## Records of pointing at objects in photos
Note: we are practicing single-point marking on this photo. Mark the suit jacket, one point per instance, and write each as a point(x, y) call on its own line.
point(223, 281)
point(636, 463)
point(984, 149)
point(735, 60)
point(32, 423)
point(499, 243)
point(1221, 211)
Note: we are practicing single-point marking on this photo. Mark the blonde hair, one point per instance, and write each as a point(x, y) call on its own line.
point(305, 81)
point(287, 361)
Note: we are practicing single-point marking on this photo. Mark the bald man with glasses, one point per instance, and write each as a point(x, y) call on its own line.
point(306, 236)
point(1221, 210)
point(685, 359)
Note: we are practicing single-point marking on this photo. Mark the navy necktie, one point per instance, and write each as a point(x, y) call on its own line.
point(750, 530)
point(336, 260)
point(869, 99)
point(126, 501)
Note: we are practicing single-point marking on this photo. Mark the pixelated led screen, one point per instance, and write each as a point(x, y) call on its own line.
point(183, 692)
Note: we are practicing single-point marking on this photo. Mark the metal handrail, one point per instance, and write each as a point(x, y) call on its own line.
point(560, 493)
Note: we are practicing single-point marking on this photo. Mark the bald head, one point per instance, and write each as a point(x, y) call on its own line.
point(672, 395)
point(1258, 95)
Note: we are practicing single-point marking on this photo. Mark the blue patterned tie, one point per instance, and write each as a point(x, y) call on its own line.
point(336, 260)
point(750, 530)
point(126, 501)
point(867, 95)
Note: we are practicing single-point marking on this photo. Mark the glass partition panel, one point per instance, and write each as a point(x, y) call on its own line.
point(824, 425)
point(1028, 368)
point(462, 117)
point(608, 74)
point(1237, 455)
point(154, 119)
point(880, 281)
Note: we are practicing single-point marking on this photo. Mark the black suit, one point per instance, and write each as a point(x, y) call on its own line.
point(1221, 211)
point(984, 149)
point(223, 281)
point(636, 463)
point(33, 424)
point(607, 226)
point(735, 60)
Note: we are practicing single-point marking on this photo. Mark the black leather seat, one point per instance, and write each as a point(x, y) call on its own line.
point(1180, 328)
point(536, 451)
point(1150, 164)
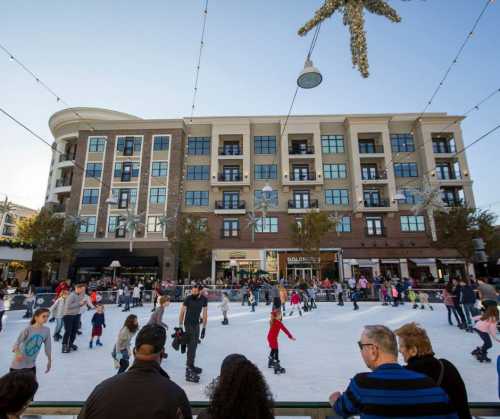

## Short exercise
Turn the part of the records that opens with the line containing "Mark the metal" and closes with the line containing "point(1258, 95)" into a Markdown table with the columns Row and Line, one numbered row per line and no blank lines.

## Result
| Row | Line |
|---|---|
| 1 | Note: we are practicing single-point marking on this photo. Mark the metal handrail, one point per instance, and write each as a point(x, y) call on its own line. |
| 2 | point(560, 493) |
| 3 | Note: we are practicing single-point marking on this photo. Mark the bald head, one point per instance, and write each as a point(x, y) call on its own line. |
| 4 | point(672, 395) |
| 5 | point(1258, 95) |